Collection entries
● ● ●

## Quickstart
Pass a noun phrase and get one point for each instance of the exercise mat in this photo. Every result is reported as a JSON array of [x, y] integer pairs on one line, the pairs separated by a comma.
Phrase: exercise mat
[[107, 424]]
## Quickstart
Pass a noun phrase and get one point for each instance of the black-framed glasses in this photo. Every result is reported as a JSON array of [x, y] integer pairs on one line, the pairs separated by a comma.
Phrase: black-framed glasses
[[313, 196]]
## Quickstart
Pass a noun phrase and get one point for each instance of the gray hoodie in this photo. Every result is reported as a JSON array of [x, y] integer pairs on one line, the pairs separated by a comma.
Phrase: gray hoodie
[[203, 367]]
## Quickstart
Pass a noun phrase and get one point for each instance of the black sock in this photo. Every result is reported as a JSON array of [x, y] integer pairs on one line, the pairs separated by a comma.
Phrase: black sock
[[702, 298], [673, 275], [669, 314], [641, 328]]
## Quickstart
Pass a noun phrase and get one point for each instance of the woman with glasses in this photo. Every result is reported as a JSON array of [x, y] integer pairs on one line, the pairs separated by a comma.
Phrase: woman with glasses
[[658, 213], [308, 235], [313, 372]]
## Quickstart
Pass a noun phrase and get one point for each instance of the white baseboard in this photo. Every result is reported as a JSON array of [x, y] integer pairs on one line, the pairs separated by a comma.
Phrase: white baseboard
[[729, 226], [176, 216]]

● ● ●

- **Directions**
In the answer, the lines from the first line of the data above through the line containing "of the woman" must appear exactly as written, with nothing else.

- **Answer to this problem**
## Quickstart
Pass a noun phrase and get one point for each instance of the exercise mat in this photo. Every result is reported as a JSON array of [x, y] integer pairs on one line, the pairs separated by a comma.
Phrase: exercise mat
[[107, 424]]
## Quickstart
Pass a noun phrase and get one point for each instance of the black-framed glasses in this photo. Every result is reported as a JSON array of [x, y] integer pairs on one line, the pairs separated by a comma.
Phrase: black-framed glasses
[[313, 196]]
## Quickstart
Pass a noun phrase and get one point for each instance of the gray hoodie in this photo. Every result is reported as a JSON array of [x, y] integer pairs on one line, the pairs separated by a comma.
Phrase: gray hoodie
[[203, 367]]
## Quickstart
Pass a noun phrase and get one point for each instance of the black sock in this photo. Every result is reported as a JSON array of [x, y] integer pairs on one line, the pairs separated by a comma.
Phrase: black sock
[[702, 298], [673, 275], [669, 314], [641, 328]]
## Quickstart
Pass a noun phrase and get one point for each instance of the woman with glasses in this photo. Every result is reported as a JSON array of [x, y] integer pairs on one line, the pairs separated by a comma.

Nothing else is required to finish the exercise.